_YOUR TASK_
Could you find every line in the entries below that holds the word "rock" and copy it?

_RECORDED INFORMATION_

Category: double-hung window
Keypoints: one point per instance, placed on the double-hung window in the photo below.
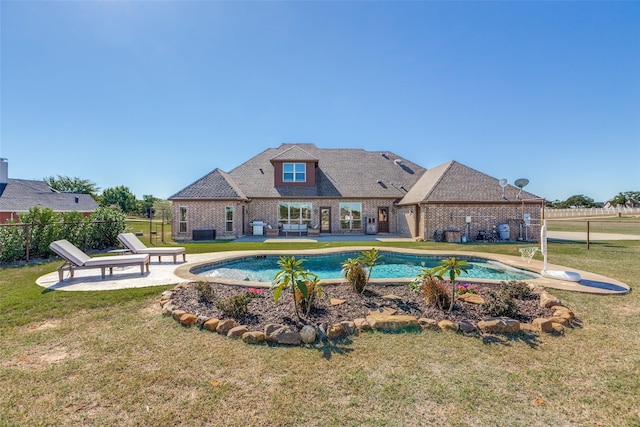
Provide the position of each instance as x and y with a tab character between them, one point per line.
294	172
228	218
294	213
182	220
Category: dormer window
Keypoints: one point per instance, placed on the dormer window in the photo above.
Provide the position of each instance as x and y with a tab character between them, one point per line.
294	172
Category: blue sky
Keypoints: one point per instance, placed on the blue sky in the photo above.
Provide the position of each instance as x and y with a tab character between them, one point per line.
154	95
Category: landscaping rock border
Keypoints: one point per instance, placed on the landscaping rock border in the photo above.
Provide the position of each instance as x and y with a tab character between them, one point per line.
385	321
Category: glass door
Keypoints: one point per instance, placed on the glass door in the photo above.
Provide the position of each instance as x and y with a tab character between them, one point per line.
325	220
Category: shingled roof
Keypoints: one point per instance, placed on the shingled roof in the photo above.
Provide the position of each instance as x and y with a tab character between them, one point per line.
215	185
351	173
341	173
455	182
19	195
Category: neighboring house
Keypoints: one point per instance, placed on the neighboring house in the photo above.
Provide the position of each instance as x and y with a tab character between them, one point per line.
350	191
17	196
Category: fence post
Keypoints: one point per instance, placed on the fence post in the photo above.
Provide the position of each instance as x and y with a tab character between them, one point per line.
27	239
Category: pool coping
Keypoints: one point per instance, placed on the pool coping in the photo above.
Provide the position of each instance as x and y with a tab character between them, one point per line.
535	266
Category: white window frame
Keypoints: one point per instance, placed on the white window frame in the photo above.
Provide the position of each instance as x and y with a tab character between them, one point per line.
298	172
349	221
182	219
305	211
228	219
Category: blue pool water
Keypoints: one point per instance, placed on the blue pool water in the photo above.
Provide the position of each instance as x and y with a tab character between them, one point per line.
390	266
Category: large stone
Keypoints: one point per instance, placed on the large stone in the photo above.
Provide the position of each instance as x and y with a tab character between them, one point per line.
308	334
448	325
177	313
211	324
560	320
269	329
547	300
466	327
541	324
392	323
238	331
430	324
470	298
349	327
225	326
188	319
287	336
564	312
383	311
499	325
254	337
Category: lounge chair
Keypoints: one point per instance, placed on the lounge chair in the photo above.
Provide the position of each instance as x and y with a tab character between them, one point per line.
131	242
75	259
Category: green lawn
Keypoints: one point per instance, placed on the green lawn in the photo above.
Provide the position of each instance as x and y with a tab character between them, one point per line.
628	225
111	358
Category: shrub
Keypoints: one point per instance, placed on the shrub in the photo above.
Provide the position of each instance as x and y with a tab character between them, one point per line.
104	232
429	283
435	291
358	270
307	296
296	278
235	306
466	289
500	304
205	291
43	229
254	292
355	273
11	243
516	289
75	228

_OUTPUT_
Category: landscaping rock border
Keypoints: one point per instance, placed on the landscaping rock border in the photo above.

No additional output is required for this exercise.